Writing Portable R Code

Straipsnis
11/10/2017

Applies to: DeployR 8.x (See comparison between 8.x and 9.x)

Looking to deploy with Machine Learning Server? Start here.

Introduction

As a data scientist, you need to aware of several R portability issues that arise when developing R analytics for use in your local R environment and in the DeployR server environment. They are:

Package portability
Input portability
Portable access to data files

These portability issues can be solved when you use the functions in the deployrUtils package.

Use deployrPackage() to declare your package dependencies in your R code.
Use deployrInput() to declare the required inputs along with default values in your R code.
Use deployrExternal() to access big data files from your R code.

The steps for using and testing the package functions in your R code locally and then testing them again in the DeployR server environment are described in the Usage section at the end of this document.

Package Portability

Let's begin with some sample R code demonstrating how to declare your package dependencies in a portable manner:

## Ensures this package dependency is installed & loaded from the start
deployrPackage("ggplot2")

Traditional R package management primarily involves using install.packages() to install R packages from CRAN or a local repository in your local environment and library() to load packages at runtime.

→ **GOAL 1**: From the portable R code article, copy the passage word for word, starting at "As a data scientist, you" and ending after "dependencies in your R code.".
→ **GOAL 2**: Write the next part of the portable R code article above, picking up after its last sentence.
The listing that follows comes from a different source than the article on portable R code.

→ **INFORMATION SUPPLIED**:
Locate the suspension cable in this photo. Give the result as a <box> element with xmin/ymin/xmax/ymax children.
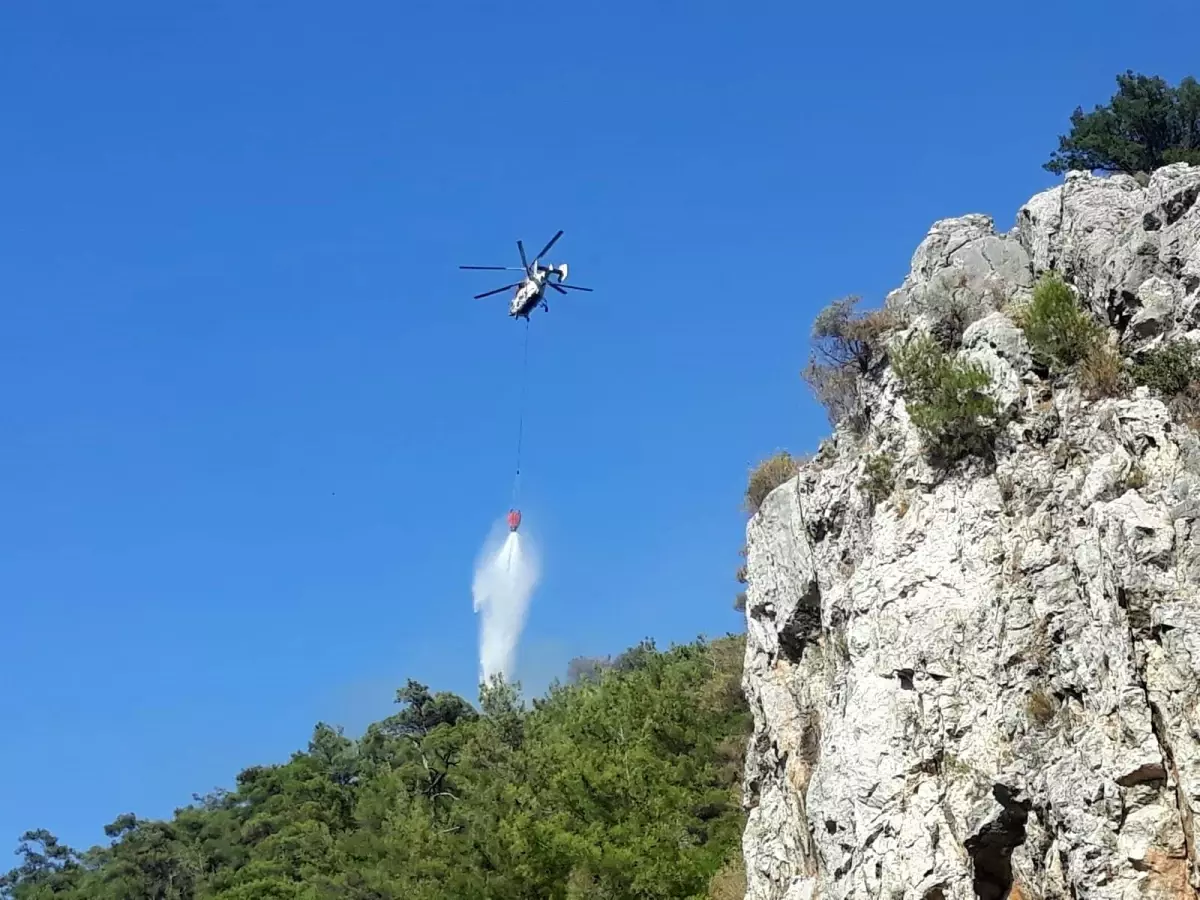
<box><xmin>512</xmin><ymin>319</ymin><xmax>529</xmax><ymax>509</ymax></box>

→ **FINAL ANSWER 1**:
As a data scientist, you need to aware of several R portability issues that arise when developing R analytics for use in your local R environment and in the DeployR server environment. They are:

Package portability
Input portability
Portable access to data files

These portability issues can be solved when you use the functions in the deployrUtils package.

Use deployrPackage() to declare your package dependencies in your R code.

→ **FINAL ANSWER 2**:
When preparing portable R code for use both locally and in DeployR server environment, R package management recommendations differ slightly since the R script will be run in a remote server environment whenever executed on the DeployR server.

Unlike your local environment, you do not control that remote environment as a data scientist. Since that remote environment is entirely independent, it is also potentially different from your local environment, which means that your R code might not be portable if that remote environment doesn't have all the packages your R scripts need.

Solution: Always declare your package dependencies in your R code using the deployrPackage().

To ensure your R code runs consistently in your local environment and in the DeployR server environment, always use the deployrPackage function from the deployrUtils package in your R code. To learn how to get the package, use its functions locally, and test them in DeployR, read the Usage section.

In a nutshell, using the deployrPackage function safeguards your R code by making certain that:

The necessary packages are loaded and available to your R code at runtime.
Your R code is portable across your local environment and the DeployR server environment.

When you use the deployrPackage function, you can avoid issues such as having tested your R code locally, and then discovering that your R code fails when executed in the DeployR server environment due to one or more missing package dependencies.

Input Portability

Let's begin with some sample R code demonstrating how to declare your required script inputs in a portable manner:

## Creates an integer variable named 'age' if it does not already exist
deployrInput('{ "name": "age", "label": "Age", "render": "integer", "default": 6 } ')

The R scripts you develop and deploy to the DeployR server environment are ultimately executed as Analytics Web Services by client applications. Most commonly, these R scripts expect input data to be provided by this application upon execution. In order for these inputs to be provided, the application developer who is integrating the R scripts must first know which inputs are required.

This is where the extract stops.